───── Dataset

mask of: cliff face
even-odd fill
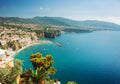
[[[44,37],[46,38],[55,38],[59,35],[61,35],[61,32],[59,30],[52,31],[52,32],[49,32],[49,31],[44,32]]]

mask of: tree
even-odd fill
[[[0,68],[0,82],[2,84],[14,84],[16,78],[22,73],[22,61],[15,60],[14,67]]]
[[[52,55],[42,56],[41,53],[32,54],[30,56],[30,61],[35,70],[27,70],[23,77],[27,80],[32,80],[35,84],[48,79],[49,75],[56,73],[56,69],[53,67],[54,60]]]

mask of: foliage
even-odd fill
[[[22,73],[22,61],[15,60],[14,67],[0,68],[0,82],[2,84],[14,84],[16,78]]]
[[[54,64],[52,55],[46,55],[44,57],[41,53],[32,54],[30,56],[30,61],[35,70],[29,69],[21,75],[25,83],[31,81],[37,84],[38,82],[49,79],[49,75],[53,75],[56,72],[56,69],[52,67]]]
[[[67,84],[77,84],[75,81],[68,81]]]

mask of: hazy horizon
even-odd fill
[[[1,17],[64,17],[120,24],[119,0],[1,0]]]

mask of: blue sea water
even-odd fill
[[[30,55],[52,54],[57,73],[53,78],[62,84],[120,84],[120,31],[68,33],[50,39],[62,44],[42,44],[28,47],[15,59],[24,60],[23,69],[32,68]]]

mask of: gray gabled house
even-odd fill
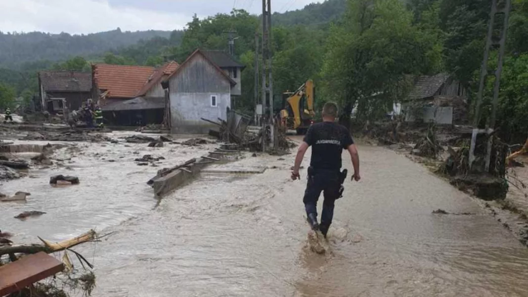
[[[220,69],[237,83],[231,88],[231,96],[240,96],[242,94],[240,77],[244,66],[225,52],[205,50],[200,51],[209,61],[220,67]]]
[[[165,81],[173,133],[206,133],[212,127],[202,118],[227,119],[237,82],[209,56],[196,50]]]

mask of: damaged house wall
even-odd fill
[[[403,104],[406,121],[464,123],[467,119],[466,95],[460,82],[447,73],[420,76]]]
[[[171,132],[206,133],[207,119],[227,119],[234,82],[218,66],[195,52],[168,79]]]
[[[79,71],[41,71],[39,89],[43,111],[52,114],[79,109],[91,98],[92,75]]]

──────────

What is required
Please pick out each line above that contains the word "mask" and copy those lines.

Output of the exercise
mask of: cliff face
mask of: tree
mask of: foliage
mask of: hazy horizon
mask of: blue sea water
mask of: gray gabled house
mask of: damaged house wall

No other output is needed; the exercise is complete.